TREŚĆ POLECENIA: Przepisz dosłownie wiersze wpisów poniżej, od wiersza zawierającego „Mark one point per instance of the baking” (włącznie z nim) aż do ostatniego wiersza wpisów.

——————

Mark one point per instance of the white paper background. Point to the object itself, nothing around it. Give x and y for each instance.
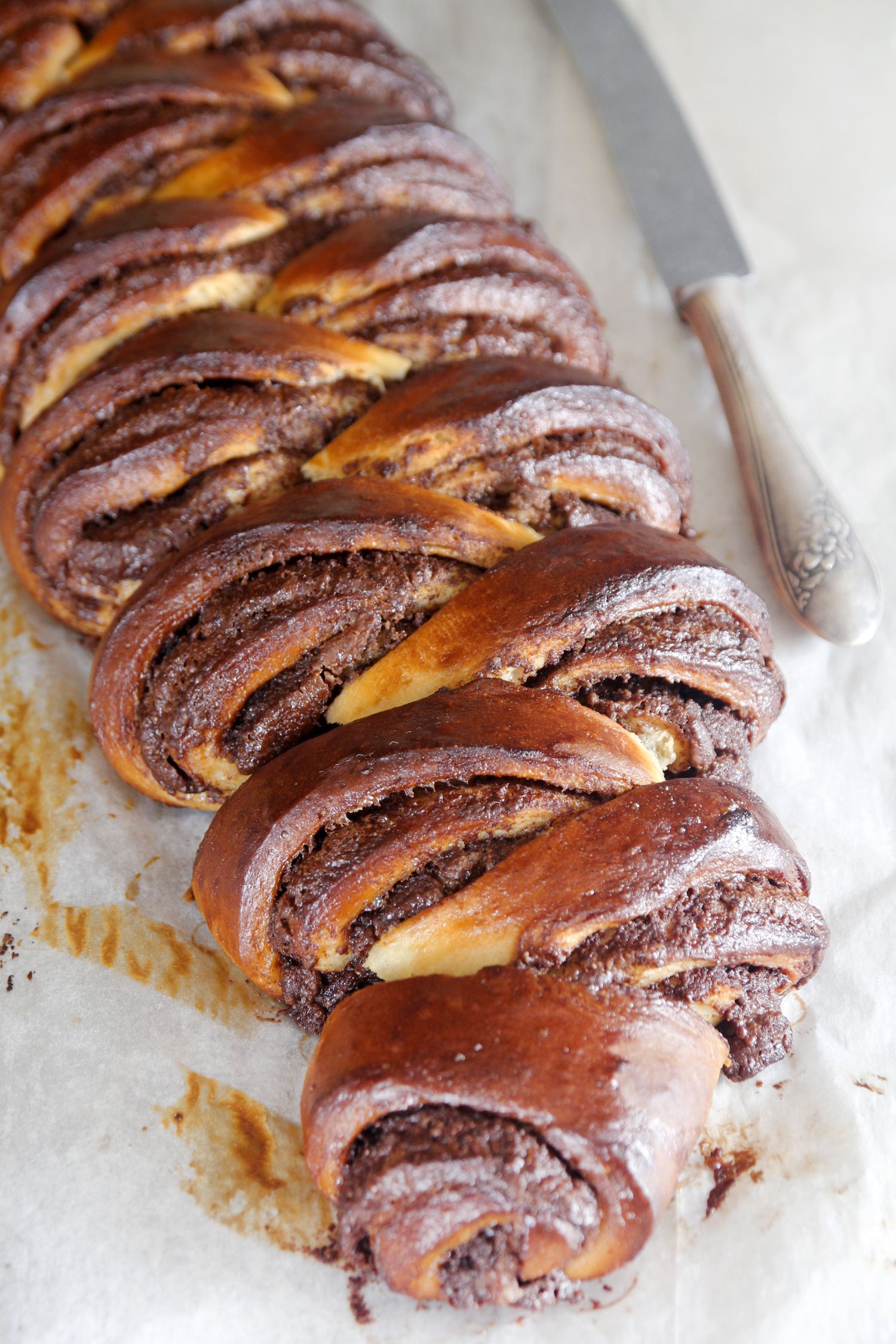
(103, 1239)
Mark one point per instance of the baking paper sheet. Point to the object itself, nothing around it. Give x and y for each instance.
(151, 1164)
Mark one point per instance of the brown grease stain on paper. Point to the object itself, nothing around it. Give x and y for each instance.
(121, 938)
(247, 1168)
(42, 739)
(44, 735)
(727, 1165)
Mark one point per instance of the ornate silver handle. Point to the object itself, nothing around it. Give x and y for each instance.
(808, 544)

——————

WYNIK ZADANIA:
Mark one point per instance of the baking paper sheet. Point to the object itself, nothing around it. Give x and y for each instance.
(151, 1164)
Mark one point per instance of the brown grease stain on paper. Point to the object itself, nothing around it. Give x and y for each instance.
(121, 938)
(247, 1168)
(42, 739)
(44, 735)
(727, 1165)
Mark one point per instance of the ornate silver handle. Point to the object itself, nothing around it. Give x and y for each instance.
(808, 544)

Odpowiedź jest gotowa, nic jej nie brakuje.